**Dataset extract:**
^^^^^^^^^^^^^^^^

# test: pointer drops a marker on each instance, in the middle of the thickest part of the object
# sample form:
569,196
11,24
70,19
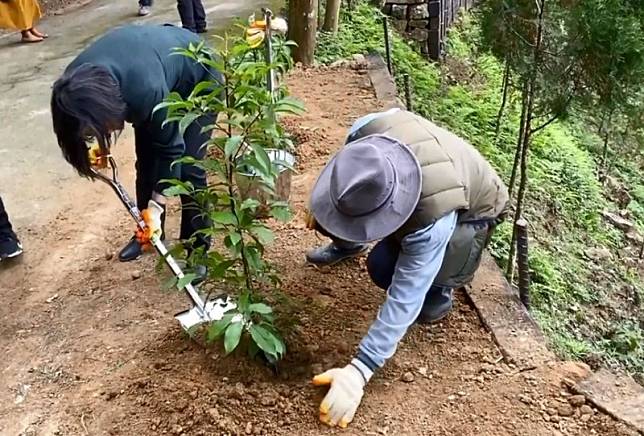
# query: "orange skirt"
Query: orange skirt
19,14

^^^^^^^^^^^^^^^^

**Your objective:** Add 21 to each coordinate in the answer points of the listing above. Reproduce every other line of the listing unchanged, and leave the picture out.

**Finished task:**
# test: pointer drops a marker on each instance, in the middle of the thickest part of the object
# sample form:
569,196
11,24
70,19
# query: "orange skirt"
Query: orange skirt
40,35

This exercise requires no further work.